__What to work on__.
Pull every line containing "shirt" out of the material below.
════════
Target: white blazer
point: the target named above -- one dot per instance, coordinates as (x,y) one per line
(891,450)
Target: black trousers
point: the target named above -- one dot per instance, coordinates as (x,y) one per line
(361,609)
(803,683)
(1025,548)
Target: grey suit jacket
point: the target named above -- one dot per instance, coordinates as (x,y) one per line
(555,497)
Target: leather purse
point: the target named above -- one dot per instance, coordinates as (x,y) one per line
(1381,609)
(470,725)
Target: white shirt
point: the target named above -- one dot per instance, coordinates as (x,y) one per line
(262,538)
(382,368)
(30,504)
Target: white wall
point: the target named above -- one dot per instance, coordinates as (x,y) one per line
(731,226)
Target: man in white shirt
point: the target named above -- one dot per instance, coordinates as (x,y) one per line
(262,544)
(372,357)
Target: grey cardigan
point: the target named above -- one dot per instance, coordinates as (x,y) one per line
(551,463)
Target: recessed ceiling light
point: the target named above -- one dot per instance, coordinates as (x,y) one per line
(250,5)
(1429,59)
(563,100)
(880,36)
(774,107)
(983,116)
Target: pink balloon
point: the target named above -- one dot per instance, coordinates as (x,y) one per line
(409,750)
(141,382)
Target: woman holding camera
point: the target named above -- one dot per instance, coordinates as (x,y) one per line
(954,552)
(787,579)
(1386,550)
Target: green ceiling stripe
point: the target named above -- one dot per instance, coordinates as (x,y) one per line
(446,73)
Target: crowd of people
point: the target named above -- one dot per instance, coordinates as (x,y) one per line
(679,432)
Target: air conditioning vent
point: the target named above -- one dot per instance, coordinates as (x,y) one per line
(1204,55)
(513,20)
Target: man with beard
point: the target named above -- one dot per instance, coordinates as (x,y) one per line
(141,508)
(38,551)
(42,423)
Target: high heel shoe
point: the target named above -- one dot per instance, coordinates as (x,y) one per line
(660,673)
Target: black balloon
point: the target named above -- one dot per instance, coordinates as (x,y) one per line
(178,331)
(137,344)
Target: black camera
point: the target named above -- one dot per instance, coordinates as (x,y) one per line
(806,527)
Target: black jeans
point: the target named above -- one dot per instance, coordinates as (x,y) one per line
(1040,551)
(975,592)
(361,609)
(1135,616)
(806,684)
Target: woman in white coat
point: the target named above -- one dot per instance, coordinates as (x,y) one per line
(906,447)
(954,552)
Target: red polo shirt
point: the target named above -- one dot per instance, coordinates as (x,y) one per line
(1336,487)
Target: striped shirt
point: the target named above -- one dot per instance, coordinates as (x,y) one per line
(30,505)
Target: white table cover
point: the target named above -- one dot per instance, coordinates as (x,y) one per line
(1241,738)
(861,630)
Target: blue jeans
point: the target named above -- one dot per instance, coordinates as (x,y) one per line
════════
__Reply to the task__.
Target: white shirt
Target: man in white shirt
Target: red polo shirt
Target: striped shirt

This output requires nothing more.